** Directive **
Nothing in the records may be left out or altered; reproduce them all exactly.

** Records **

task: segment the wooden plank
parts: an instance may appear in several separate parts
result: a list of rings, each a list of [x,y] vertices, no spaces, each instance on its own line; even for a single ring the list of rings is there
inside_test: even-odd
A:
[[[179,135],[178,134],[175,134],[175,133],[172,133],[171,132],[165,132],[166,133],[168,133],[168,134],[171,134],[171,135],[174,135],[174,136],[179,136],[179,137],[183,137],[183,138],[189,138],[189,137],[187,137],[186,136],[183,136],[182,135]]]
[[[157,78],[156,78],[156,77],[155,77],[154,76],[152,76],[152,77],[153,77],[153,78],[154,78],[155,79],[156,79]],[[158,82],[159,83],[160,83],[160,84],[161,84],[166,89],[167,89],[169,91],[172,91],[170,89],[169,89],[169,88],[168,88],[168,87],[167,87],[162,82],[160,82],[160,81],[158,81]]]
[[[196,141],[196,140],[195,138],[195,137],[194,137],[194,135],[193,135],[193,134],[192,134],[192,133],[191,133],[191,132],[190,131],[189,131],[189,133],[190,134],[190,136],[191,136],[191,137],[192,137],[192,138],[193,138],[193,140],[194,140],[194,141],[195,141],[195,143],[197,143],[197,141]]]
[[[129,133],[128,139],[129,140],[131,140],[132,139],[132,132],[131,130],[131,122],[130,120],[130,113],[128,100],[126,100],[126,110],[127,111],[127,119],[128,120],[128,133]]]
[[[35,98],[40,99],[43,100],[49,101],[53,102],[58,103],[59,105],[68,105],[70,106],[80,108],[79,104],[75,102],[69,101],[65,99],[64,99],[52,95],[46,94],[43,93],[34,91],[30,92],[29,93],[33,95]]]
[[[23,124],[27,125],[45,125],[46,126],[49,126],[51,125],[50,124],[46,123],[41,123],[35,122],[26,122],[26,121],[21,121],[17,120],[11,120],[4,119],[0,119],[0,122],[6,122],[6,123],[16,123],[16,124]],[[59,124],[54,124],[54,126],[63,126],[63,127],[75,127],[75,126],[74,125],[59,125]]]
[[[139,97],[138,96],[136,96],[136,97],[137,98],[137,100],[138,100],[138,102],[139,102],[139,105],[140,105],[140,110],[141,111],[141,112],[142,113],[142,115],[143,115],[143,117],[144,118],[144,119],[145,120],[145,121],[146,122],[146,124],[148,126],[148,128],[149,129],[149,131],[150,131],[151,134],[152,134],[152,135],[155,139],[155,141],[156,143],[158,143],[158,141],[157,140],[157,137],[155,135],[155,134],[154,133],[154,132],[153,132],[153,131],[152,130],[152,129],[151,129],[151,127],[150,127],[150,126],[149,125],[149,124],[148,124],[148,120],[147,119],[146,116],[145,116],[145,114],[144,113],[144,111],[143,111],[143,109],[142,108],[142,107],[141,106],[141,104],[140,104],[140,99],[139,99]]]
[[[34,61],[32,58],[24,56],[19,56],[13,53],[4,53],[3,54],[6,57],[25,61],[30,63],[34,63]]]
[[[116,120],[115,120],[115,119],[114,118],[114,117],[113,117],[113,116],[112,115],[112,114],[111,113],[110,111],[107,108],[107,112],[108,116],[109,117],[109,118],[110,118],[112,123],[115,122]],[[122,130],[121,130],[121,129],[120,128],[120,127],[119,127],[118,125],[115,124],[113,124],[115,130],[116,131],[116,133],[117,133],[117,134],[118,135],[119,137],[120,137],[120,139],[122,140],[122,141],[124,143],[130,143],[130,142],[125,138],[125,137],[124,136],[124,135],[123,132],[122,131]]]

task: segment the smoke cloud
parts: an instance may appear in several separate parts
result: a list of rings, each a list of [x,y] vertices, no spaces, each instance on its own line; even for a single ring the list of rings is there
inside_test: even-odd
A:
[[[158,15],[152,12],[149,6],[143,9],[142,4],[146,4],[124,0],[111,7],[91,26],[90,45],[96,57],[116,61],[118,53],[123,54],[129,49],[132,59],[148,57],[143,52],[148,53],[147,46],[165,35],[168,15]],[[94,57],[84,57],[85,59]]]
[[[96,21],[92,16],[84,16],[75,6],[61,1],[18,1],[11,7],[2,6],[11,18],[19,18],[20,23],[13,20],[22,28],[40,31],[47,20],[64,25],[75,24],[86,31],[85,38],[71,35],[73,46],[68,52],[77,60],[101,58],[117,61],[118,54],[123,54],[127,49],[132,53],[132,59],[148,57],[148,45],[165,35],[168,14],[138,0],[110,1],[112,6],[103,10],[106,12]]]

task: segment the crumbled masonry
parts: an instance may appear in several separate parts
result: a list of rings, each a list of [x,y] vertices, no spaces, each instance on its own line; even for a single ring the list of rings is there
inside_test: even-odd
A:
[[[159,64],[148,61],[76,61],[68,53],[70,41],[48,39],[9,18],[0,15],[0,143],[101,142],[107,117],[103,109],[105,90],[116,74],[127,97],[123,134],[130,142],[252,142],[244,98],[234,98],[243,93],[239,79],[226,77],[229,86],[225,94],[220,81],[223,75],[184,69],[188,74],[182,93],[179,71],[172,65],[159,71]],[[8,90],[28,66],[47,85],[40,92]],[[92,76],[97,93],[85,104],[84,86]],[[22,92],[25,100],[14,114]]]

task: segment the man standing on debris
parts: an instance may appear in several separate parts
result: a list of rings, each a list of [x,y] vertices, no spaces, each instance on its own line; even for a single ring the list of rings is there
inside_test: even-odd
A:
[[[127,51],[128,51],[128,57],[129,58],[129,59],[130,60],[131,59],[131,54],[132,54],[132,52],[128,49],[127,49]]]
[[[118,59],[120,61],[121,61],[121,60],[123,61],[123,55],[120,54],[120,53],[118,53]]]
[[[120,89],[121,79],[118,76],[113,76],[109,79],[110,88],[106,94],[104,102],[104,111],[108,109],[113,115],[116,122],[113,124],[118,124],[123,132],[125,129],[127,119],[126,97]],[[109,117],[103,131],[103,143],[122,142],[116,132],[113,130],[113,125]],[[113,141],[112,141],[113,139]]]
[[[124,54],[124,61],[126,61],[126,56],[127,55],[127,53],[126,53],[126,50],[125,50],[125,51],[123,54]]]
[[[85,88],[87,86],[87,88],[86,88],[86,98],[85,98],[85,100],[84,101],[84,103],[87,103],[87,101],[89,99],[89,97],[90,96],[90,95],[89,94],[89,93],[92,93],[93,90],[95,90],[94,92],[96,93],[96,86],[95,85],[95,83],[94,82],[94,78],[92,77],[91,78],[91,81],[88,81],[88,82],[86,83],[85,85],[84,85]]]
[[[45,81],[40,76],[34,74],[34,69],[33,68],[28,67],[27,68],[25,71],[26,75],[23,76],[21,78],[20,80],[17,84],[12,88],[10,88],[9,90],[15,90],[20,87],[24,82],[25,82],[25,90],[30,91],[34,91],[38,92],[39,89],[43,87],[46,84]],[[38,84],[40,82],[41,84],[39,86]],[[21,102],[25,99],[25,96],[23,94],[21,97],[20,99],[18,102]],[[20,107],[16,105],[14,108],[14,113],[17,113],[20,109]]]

** Result of the exercise **
task: segment the wooden plank
parts: an instance may appear in several separate parts
result: a list of rings, each a list of [x,y] vertices, no spaces, each instance on its own line; even for a single ring the list of rings is there
inside_test: even-odd
A:
[[[179,135],[178,134],[175,134],[175,133],[172,133],[171,132],[165,132],[166,133],[168,133],[168,134],[171,134],[171,135],[174,135],[174,136],[179,136],[179,137],[183,137],[183,138],[189,138],[189,137],[187,137],[186,136],[183,136],[182,135]]]
[[[157,78],[156,78],[156,77],[155,77],[154,76],[152,76],[152,77],[153,77],[153,78],[154,78],[155,79],[156,79]],[[158,82],[159,83],[160,83],[160,84],[161,84],[166,89],[167,89],[169,91],[172,91],[170,89],[169,89],[169,88],[168,88],[168,87],[167,87],[162,82],[160,82],[160,81],[158,81]]]
[[[196,141],[196,140],[195,138],[195,137],[194,137],[194,135],[193,135],[193,134],[192,134],[192,133],[191,133],[191,132],[190,131],[189,131],[189,133],[190,134],[190,136],[191,136],[191,137],[192,137],[192,138],[193,138],[193,140],[194,140],[194,141],[195,141],[195,143],[197,143],[197,141]]]
[[[129,133],[128,139],[129,140],[131,140],[132,139],[132,132],[131,130],[131,122],[130,120],[130,113],[128,100],[126,100],[126,110],[127,111],[127,119],[128,120],[128,133]]]
[[[35,98],[40,99],[43,100],[49,101],[53,102],[58,103],[59,105],[68,105],[70,106],[80,108],[79,104],[75,102],[69,101],[65,99],[64,99],[52,95],[46,94],[43,93],[34,91],[30,92],[29,93],[33,95]]]
[[[23,124],[27,125],[45,125],[46,126],[49,126],[51,125],[50,124],[46,123],[41,123],[35,122],[26,122],[26,121],[21,121],[17,120],[11,120],[4,119],[0,119],[0,122],[6,122],[6,123],[16,123],[16,124]],[[59,124],[54,124],[54,126],[63,126],[63,127],[75,127],[75,126],[74,125],[59,125]]]
[[[139,97],[138,96],[136,96],[136,97],[137,98],[137,100],[138,100],[138,102],[139,102],[139,105],[140,105],[140,110],[141,111],[141,112],[142,113],[142,115],[143,115],[143,117],[144,118],[144,119],[145,120],[145,121],[146,122],[146,124],[148,126],[148,128],[149,129],[149,131],[150,131],[151,134],[152,134],[152,135],[155,139],[155,141],[156,143],[158,143],[158,141],[157,140],[157,137],[155,135],[155,134],[154,133],[154,132],[153,132],[153,131],[152,130],[152,129],[151,129],[151,127],[150,127],[150,126],[149,125],[149,124],[148,124],[148,120],[147,119],[146,116],[145,116],[145,114],[144,113],[144,111],[143,111],[143,109],[142,108],[142,107],[141,106],[141,104],[140,104],[140,99],[139,99]]]
[[[34,61],[32,58],[24,56],[19,56],[13,53],[4,53],[3,54],[6,57],[25,61],[30,63],[34,63]]]
[[[116,120],[115,120],[115,119],[114,118],[114,117],[113,117],[113,116],[112,115],[112,114],[111,113],[110,111],[107,108],[107,112],[108,116],[109,117],[109,118],[110,118],[112,123],[115,122]],[[122,130],[121,130],[121,129],[120,128],[120,127],[119,127],[118,125],[115,124],[113,124],[115,130],[116,131],[116,133],[117,133],[117,134],[118,135],[119,137],[120,137],[120,139],[122,140],[122,141],[124,143],[130,143],[130,142],[125,138],[125,137],[124,136],[124,135],[123,132],[122,131]]]

task: segment the smoke cloud
parts: an instance may appear in several separate parts
result: a list of rings, each a list of [x,y] vertices, no spaces, each instance on its own line; even for a single ring the list of rings is there
inside_test: even-odd
A:
[[[158,15],[152,12],[149,6],[143,9],[142,4],[146,4],[124,0],[111,7],[91,26],[90,45],[96,57],[116,61],[118,53],[123,54],[129,49],[132,59],[148,57],[143,52],[148,53],[147,46],[165,35],[168,15]],[[94,57],[84,57],[85,59]]]
[[[96,21],[92,16],[84,16],[75,6],[61,1],[18,1],[11,7],[2,6],[11,18],[19,18],[20,23],[13,20],[22,28],[40,31],[47,20],[64,25],[75,24],[86,31],[85,38],[71,35],[73,46],[68,52],[77,60],[101,58],[117,61],[118,54],[123,54],[127,49],[132,53],[132,59],[148,57],[148,45],[165,35],[168,14],[138,0],[110,1],[112,6],[103,10],[106,12]]]

task: segment the crumbled masonry
parts: an instance may appear in several separate parts
result: a list of rings, each a list of [x,y] vertices, no spaces, each instance on its own line; even for a single ring the list of rings is there
inside_test: even-odd
A:
[[[159,64],[148,61],[76,61],[68,53],[70,41],[48,39],[9,18],[0,15],[0,143],[101,142],[107,117],[103,109],[105,90],[116,74],[127,97],[123,134],[130,142],[252,142],[244,98],[234,98],[243,93],[239,79],[226,77],[229,86],[225,94],[220,81],[223,75],[184,69],[188,74],[182,93],[179,71],[172,65],[159,71]],[[8,90],[28,66],[47,85],[40,92]],[[92,76],[97,93],[85,104],[84,86]],[[22,92],[25,100],[14,114]]]

task: segment the man standing on debris
parts: an instance may appear in several separate parts
result: a list of rings, each a list of [x,y] vertices, no spaces, each instance on its own line; even for a single ring the list of rings is there
inside_test: even-odd
A:
[[[127,51],[128,51],[128,57],[129,58],[129,59],[130,60],[131,59],[131,54],[132,54],[132,52],[128,49],[127,49]]]
[[[118,59],[120,61],[121,61],[121,60],[123,61],[123,55],[120,54],[120,53],[118,53]]]
[[[120,89],[121,79],[118,76],[113,76],[109,79],[110,88],[106,94],[104,102],[104,111],[108,109],[113,115],[116,122],[113,124],[118,124],[123,132],[125,129],[127,119],[126,97]],[[109,117],[103,131],[103,143],[122,142],[116,132],[113,130],[113,125]],[[113,141],[112,141],[113,139]]]
[[[124,54],[124,61],[126,61],[126,56],[127,55],[127,53],[126,53],[126,50],[125,50],[125,51],[123,54]]]
[[[85,88],[87,86],[87,88],[86,88],[86,98],[85,98],[85,100],[84,101],[84,103],[87,103],[87,101],[89,99],[89,97],[90,96],[90,95],[89,94],[89,93],[92,93],[93,90],[95,90],[94,92],[96,93],[96,86],[95,85],[95,83],[94,82],[94,78],[92,77],[91,78],[91,81],[88,81],[88,82],[86,83],[85,85],[84,85]]]
[[[45,81],[40,76],[34,74],[34,69],[33,68],[28,67],[27,68],[25,71],[26,75],[23,76],[21,78],[20,80],[17,84],[12,88],[10,88],[9,90],[15,90],[20,87],[24,82],[25,82],[25,90],[30,91],[34,91],[38,92],[39,89],[43,87],[46,84]],[[38,84],[40,82],[41,84],[39,86]],[[21,102],[25,99],[25,96],[23,94],[21,97],[20,99],[18,102]],[[20,107],[16,105],[14,108],[14,113],[17,113],[20,109]]]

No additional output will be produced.